• **Problem requirements**
Below are the records; copy exactly the stretch from the line containing "locate short tail --format jsonl" through the line containing "locate orange cheek patch --format jsonl", both ends included, and nothing else.

• **Exercise materials**
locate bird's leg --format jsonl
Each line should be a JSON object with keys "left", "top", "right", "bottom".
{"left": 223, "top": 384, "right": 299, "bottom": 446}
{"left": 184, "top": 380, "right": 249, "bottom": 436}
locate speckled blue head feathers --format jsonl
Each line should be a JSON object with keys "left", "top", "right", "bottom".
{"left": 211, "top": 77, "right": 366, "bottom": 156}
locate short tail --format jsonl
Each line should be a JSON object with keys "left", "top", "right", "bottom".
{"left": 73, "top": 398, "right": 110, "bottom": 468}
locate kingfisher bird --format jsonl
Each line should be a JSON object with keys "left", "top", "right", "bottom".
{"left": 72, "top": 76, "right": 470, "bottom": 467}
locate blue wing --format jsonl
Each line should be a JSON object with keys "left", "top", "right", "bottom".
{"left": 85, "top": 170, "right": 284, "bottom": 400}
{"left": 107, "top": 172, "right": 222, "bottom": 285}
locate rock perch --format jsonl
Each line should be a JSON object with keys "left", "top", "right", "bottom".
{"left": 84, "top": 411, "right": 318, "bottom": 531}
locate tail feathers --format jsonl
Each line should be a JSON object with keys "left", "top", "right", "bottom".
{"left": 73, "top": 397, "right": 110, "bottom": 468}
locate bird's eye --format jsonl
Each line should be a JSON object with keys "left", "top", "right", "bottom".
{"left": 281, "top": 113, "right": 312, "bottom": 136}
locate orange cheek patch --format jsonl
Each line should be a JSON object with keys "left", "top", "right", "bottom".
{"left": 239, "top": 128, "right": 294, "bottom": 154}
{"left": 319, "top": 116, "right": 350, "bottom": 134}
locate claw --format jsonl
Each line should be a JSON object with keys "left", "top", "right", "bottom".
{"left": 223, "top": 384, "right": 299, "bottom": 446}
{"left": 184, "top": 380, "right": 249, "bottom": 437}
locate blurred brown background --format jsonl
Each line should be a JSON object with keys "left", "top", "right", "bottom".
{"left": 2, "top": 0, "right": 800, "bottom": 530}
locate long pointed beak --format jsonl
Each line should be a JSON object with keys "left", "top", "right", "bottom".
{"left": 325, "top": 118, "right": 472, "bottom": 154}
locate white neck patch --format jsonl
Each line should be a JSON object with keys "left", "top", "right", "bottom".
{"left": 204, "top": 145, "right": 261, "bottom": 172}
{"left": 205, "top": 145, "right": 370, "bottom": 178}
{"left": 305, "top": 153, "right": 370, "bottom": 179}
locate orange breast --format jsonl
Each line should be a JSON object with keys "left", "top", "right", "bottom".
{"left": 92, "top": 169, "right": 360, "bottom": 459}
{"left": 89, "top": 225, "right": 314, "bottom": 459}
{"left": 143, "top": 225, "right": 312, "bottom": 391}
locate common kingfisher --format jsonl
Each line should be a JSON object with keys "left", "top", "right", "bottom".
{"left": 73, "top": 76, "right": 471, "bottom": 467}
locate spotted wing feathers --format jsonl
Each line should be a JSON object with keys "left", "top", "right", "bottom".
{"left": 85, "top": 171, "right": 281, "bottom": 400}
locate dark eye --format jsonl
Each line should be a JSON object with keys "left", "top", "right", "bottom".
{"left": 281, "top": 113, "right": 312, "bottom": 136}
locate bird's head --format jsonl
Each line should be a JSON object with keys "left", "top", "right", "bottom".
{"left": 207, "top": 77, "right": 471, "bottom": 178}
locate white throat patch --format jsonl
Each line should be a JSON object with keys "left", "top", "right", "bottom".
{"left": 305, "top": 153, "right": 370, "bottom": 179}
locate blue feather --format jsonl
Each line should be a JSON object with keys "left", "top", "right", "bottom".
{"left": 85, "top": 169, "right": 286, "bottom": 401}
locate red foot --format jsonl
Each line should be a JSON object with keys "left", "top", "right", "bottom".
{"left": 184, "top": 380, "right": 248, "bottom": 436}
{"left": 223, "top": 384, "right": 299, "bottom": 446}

• **Result of the task**
locate short tail --format jsonl
Each line should be a JSON object with keys "left", "top", "right", "bottom".
{"left": 73, "top": 398, "right": 110, "bottom": 468}
locate kingfisher bird --format jsonl
Each line should be a JSON object with keys "left", "top", "right", "bottom".
{"left": 72, "top": 76, "right": 470, "bottom": 467}
locate blue wing --format jsonl
Each line should be a JSON object with keys "left", "top", "right", "bottom".
{"left": 85, "top": 170, "right": 284, "bottom": 400}
{"left": 107, "top": 172, "right": 222, "bottom": 285}
locate rock perch --format jsonl
Each line should be a JSON object with keys "left", "top", "right", "bottom".
{"left": 84, "top": 411, "right": 318, "bottom": 531}
locate tail feathers --format jsonl
Each line should be a JSON object with keys "left", "top", "right", "bottom".
{"left": 73, "top": 397, "right": 110, "bottom": 468}
locate bird's eye --format jsonl
Each line should be a JSON object with keys "left", "top", "right", "bottom".
{"left": 281, "top": 113, "right": 312, "bottom": 136}
locate orange cheek patch --format jsonl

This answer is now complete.